List, in order of first appearance, every abbreviation in the forum thread below that consists only of two or more capital letters.

> SOURCE:
============================================================

As for the car bing a bit slow with the AC on....welll yes it will do that. And since you are in a 1.8T engine it will be more notacable than say on a 6L I6.
You may also want to get her a new set of rims and tires, the lighter your rim/tire the faster the car will accelerate and turnin. 
Good luck.

Lol, good idea to wait a year till Waterfest


----------



## shahram177 (Aug 5, 2003)

Is it an auto or a stick?
I had the unfortunate opportunity to drive a slush box bug once. When compared to my wifes manual NBS with it's 6 speed transmission it was a night and day difference.


----------



## Billsbug (Sep 15, 2004)

*Re: (shahram177)*


_Quote, originally posted by *shahram177* »_Is it an auto or a stick?
I had the unfortunate opportunity to drive a slush box bug once. When compared to my wifes manual NBS with it's 6 speed transmission it was a night and day difference.

Uh-oh.


----------



## shahram177 (Aug 5, 2003)

Mate my two cents.
If it's a slush box just give it a rest. 
Slap on new rims ( http://edgeracing.com/ ) on the car and forget about the chip. It adds about 30hp to the car but once that power makes it way past the slush box it won't all be there.


----------



## Billsbug (Sep 15, 2004)

*Re: (shahram177)*


_Quote, originally posted by *shahram177* »_Mate my two cents.
If it's a slush box just give it a rest. 
Slap on new rims ( http://edgeracing.com/ ) on the car and forget about the chip. It adds about 30hp to the car but once that power makes it way past the slush box it won't all be there. 

Relax dude.








I have, and always have, driven stick. HOWEVER, there's a certain someone who will pipe up on ur 'slush box' remarks.


----------



## shahram177 (Aug 5, 2003)

There are some real slush box lovers out there. And well, hay it's not my cup of tea. I prefer my crash box to a slush box any day. 
As for the edge racing, I swaped out my wifes NBS OEM rims with a nice set of aftermarket Enki rims and the car feels much faster.
May be a more practical method of solving your problem. Unsprung mass really does effect the behavior of a car.


----------



## shahram177 (Aug 5, 2003)

Hay just had a brain fart! 
If your wifes car is a slush box, maybe some one makes some sort of chip for that?
I'm sure right now it's set at being set up for the average driver. Maybe there is a chip that would push out the change points?


----------



## Billsbug (Sep 15, 2004)

*Re: (shahram177)*


_Quote, originally posted by *shahram177* »_
Slap on new rims ( http://edgeracing.com/ ) on the car and forget about the chip. It adds about 30hp to the car...

30 lbs of saved wheel weight, say 6 lbs per tire, does not equal 30hp in gains.




_Modified by Billsbug at 1:53 PM 11-13-2007_


----------



## Billsbug (Sep 15, 2004)

*Re: (shahram177)*


_Quote, originally posted by *shahram177* »_Hay just had a brain fart! 
If your wifes car is a slush box, maybe some one makes some sort of chip for that?
I'm sure right now it's set at being set up for the average driver. Maybe there is a chip that would push out the change points? 

Doesn't the ECU adapt to the driver's particular driving style, including the auto tranny?

============================================================

> ENTRIES SHOWN:
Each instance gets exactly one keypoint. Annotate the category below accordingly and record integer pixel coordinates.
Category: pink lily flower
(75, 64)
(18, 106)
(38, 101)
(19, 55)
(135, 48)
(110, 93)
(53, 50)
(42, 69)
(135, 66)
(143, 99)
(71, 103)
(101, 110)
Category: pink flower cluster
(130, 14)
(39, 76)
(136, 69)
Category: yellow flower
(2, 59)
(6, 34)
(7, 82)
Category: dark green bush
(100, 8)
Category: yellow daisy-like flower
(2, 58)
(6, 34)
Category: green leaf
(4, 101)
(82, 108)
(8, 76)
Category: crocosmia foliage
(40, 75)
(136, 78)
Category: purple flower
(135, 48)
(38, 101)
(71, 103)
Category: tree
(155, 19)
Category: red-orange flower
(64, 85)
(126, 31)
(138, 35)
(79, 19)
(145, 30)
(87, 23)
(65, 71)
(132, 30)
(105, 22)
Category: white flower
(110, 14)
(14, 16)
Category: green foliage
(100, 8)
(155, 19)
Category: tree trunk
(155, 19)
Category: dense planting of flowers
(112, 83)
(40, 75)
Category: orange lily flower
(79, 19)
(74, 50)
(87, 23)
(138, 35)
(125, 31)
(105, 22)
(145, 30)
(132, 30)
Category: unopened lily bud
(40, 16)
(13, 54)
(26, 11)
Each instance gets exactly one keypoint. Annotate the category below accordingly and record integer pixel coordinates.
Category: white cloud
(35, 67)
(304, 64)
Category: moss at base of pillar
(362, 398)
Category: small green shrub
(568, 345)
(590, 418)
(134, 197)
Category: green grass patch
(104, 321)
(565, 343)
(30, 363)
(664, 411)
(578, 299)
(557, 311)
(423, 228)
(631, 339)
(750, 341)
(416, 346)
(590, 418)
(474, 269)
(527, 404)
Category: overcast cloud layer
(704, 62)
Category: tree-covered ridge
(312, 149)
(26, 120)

============================================================

> COMPLETED TASK: AC, NBS, OEM, PM, ECU